● **WHAT IS EXPECTED**
Copy everything in the diary entry from "So I never found" down to "should worry about." word for word.

● **TEXT BLOCK**
•••
So I never found a hairstylist I actually liked. Then I met Gina. Love her she isn’t afraid to speak her mind. I went to her today. I got my girls hair cut too and Gina just started being the therapist she is. I wish I could have talked to her longer but of course my stomach decided it wanted to act evil. So here I was In pain. My hair came out good but I had to rush home. I wish I had more time to bitch today. I’ve always made it a point not to release my stresses in front of the kids. Certain things like my relationship issues isn’t their problem. The least thing they should worry about.
Damn having Danny withdrawals. We been talking for the past few days. I got one text at three in the afternoon yesterday then nothing. Feeling jealous, mad and sad. What’s worse while we ate lunch the kids and I, they talked about their dysfunctional pops and wished Danny was their dad. Blah. Guess he’s hanging with Miss Wall St today.. I never get how people can hate someone so much but yet pursue them still. I can’t say Danny hates her but he says so much about her. Yes well he is telling me so I’m getting probably not even a real version. He’s Probably telling me it’s not working to make me feel better. Yet he still wants it. Yet I still want him.
•••
● **SOURCE INFORMATION**

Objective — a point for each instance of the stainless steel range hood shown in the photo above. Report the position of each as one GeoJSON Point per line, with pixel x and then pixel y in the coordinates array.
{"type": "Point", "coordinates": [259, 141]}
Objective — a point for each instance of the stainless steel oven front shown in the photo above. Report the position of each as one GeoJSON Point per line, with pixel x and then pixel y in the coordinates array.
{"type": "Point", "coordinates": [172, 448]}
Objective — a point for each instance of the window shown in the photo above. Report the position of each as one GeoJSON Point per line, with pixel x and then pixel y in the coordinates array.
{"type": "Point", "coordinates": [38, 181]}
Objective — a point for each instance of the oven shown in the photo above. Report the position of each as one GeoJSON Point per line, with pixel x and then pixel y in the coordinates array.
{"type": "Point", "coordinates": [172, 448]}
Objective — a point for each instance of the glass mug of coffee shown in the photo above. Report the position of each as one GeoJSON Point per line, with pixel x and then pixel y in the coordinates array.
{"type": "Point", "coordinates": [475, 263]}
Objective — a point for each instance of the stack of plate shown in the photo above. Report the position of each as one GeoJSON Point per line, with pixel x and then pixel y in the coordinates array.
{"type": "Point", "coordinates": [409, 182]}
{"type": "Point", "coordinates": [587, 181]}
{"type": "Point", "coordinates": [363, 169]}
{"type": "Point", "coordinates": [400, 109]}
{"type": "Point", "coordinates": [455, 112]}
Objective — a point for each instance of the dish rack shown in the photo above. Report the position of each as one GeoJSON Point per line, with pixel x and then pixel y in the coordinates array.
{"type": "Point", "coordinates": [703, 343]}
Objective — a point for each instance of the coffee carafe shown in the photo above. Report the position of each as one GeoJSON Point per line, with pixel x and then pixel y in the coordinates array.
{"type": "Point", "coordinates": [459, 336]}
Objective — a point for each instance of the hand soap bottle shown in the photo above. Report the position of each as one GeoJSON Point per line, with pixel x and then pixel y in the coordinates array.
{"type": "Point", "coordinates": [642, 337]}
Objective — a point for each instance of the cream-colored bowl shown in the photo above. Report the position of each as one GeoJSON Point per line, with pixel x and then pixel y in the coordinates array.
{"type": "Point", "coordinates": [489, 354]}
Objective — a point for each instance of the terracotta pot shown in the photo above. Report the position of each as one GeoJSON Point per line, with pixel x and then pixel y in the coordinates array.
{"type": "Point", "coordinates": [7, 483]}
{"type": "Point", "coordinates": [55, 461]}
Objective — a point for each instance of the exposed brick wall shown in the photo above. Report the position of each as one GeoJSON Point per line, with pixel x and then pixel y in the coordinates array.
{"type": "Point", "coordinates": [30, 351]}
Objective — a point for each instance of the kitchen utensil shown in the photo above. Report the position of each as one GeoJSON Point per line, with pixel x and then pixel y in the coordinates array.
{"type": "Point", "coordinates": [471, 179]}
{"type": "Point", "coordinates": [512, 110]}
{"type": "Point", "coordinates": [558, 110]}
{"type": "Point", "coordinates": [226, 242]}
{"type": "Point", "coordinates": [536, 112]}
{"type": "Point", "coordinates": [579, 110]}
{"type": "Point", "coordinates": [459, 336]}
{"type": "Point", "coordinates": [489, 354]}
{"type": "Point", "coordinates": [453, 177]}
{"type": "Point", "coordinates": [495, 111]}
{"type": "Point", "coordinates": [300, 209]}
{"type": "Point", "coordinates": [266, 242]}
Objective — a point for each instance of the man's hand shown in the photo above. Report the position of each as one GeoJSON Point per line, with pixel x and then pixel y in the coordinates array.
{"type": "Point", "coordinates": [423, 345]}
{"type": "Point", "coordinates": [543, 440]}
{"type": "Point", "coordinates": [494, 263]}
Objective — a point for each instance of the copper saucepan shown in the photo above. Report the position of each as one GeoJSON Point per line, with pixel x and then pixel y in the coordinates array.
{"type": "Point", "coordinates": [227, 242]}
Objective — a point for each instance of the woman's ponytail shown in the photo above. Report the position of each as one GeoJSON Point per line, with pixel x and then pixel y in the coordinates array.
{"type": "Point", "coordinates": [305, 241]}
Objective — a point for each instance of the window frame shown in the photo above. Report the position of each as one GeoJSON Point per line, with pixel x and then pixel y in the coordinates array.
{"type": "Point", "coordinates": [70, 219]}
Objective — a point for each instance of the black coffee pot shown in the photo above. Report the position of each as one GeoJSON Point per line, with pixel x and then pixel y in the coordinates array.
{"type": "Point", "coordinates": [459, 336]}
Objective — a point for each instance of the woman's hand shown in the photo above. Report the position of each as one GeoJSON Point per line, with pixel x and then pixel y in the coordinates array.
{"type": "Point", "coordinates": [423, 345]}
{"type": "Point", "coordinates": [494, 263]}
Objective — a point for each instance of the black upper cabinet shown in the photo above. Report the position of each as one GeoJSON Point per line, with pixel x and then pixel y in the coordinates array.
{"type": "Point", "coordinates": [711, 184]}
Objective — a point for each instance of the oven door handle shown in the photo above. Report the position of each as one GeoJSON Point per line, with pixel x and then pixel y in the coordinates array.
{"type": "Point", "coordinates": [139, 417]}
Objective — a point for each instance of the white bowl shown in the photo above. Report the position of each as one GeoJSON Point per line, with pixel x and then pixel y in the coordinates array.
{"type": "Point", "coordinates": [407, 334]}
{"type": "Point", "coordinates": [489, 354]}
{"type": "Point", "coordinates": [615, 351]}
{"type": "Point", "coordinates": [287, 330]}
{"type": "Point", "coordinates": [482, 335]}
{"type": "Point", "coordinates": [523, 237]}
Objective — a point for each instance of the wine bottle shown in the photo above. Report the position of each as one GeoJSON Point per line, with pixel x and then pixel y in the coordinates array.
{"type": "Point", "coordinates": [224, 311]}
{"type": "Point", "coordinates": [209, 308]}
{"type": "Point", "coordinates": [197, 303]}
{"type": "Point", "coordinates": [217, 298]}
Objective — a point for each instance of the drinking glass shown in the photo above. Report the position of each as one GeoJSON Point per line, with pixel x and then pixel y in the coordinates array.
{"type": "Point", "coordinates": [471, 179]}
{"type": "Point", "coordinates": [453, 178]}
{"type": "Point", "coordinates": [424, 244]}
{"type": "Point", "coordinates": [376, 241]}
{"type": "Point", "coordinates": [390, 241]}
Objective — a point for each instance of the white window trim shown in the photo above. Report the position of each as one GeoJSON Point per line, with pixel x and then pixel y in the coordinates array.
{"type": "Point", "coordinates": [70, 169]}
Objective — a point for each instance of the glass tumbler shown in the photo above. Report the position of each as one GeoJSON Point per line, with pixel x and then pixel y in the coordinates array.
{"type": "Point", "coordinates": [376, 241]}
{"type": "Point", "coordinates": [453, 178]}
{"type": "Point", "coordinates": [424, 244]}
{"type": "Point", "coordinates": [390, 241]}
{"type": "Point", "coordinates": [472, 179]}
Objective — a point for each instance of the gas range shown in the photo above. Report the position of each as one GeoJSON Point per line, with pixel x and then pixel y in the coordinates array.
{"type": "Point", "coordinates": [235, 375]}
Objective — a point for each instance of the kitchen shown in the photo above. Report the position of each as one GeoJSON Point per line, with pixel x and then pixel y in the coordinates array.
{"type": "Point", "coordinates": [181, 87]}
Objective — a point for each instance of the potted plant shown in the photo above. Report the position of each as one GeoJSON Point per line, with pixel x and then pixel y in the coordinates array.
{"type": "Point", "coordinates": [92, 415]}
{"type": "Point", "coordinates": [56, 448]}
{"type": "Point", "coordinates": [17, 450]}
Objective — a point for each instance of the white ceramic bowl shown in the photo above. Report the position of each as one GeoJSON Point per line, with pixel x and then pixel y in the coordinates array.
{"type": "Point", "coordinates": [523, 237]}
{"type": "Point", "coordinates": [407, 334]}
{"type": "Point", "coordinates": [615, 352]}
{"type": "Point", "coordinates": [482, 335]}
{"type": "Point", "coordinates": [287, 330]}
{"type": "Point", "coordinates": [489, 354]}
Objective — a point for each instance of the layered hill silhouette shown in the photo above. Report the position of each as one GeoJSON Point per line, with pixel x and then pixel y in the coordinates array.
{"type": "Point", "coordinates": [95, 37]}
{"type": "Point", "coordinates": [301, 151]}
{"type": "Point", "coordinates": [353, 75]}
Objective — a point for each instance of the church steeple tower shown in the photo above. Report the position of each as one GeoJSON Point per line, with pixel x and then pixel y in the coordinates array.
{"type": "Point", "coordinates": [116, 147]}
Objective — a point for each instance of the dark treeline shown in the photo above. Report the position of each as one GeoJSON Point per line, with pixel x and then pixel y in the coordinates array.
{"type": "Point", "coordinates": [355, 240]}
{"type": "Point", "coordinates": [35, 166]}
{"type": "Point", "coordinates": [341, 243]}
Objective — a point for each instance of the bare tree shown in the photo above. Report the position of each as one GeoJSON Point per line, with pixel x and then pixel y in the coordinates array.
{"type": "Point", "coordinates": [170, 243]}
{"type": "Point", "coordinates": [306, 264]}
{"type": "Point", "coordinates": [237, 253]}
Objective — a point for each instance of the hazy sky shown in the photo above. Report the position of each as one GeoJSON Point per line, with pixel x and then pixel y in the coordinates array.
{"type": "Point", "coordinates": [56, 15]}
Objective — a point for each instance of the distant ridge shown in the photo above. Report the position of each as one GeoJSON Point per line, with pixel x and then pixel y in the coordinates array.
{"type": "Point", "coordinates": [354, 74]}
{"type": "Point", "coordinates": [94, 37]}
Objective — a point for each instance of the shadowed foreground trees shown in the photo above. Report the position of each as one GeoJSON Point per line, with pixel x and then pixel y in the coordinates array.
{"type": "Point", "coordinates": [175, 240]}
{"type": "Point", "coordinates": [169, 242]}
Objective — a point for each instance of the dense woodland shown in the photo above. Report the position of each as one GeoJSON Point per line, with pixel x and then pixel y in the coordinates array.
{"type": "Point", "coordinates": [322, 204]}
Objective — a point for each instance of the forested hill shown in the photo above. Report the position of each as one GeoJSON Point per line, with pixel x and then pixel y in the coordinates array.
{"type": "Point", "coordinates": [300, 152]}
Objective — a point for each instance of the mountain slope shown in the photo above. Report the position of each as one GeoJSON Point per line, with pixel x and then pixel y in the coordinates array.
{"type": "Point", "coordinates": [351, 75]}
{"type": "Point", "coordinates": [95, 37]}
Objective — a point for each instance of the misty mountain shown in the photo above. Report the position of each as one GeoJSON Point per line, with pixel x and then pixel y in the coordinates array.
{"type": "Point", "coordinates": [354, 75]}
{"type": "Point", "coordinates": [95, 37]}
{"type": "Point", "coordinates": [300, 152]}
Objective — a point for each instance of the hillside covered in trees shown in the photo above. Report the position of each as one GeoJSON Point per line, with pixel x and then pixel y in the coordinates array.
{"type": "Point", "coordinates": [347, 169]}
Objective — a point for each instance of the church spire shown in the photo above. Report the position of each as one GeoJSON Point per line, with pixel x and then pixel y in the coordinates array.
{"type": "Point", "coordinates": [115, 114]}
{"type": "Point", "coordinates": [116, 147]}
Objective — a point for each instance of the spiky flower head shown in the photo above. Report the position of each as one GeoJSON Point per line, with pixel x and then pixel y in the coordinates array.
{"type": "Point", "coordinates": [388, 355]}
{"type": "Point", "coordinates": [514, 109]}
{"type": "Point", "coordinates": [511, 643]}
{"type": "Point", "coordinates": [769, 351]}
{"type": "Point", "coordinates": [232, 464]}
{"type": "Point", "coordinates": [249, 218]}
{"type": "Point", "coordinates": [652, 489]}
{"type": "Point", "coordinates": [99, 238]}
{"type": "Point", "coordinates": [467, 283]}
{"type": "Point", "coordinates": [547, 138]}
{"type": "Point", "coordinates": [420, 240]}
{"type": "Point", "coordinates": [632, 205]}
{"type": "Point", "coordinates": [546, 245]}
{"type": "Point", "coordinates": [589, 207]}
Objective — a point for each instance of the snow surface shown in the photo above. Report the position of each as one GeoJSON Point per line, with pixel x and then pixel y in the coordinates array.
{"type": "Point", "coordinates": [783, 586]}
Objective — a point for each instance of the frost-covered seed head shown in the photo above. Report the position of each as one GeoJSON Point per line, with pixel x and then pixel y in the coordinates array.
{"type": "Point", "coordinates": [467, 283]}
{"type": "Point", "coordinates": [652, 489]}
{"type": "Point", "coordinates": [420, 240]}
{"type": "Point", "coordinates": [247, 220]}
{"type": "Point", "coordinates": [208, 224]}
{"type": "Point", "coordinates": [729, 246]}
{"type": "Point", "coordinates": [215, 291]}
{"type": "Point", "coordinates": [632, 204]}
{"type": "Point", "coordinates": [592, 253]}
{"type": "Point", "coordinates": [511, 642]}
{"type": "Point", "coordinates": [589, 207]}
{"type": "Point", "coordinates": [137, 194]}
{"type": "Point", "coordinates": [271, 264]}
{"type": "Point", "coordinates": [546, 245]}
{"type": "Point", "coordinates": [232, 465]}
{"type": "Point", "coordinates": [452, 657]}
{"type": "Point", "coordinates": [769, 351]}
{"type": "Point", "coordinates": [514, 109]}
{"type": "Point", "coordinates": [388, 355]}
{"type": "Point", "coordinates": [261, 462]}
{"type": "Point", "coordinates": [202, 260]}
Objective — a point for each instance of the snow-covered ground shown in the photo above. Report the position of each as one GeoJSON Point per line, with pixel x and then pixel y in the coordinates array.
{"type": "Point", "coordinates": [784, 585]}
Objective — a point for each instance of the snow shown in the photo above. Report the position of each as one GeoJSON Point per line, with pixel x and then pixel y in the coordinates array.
•••
● **RESPONSE TO THIS TASK**
So I never found a hairstylist I actually liked. Then I met Gina. Love her she isn’t afraid to speak her mind. I went to her today. I got my girls hair cut too and Gina just started being the therapist she is. I wish I could have talked to her longer but of course my stomach decided it wanted to act evil. So here I was In pain. My hair came out good but I had to rush home. I wish I had more time to bitch today. I’ve always made it a point not to release my stresses in front of the kids. Certain things like my relationship issues isn’t their problem. The least thing they should worry about.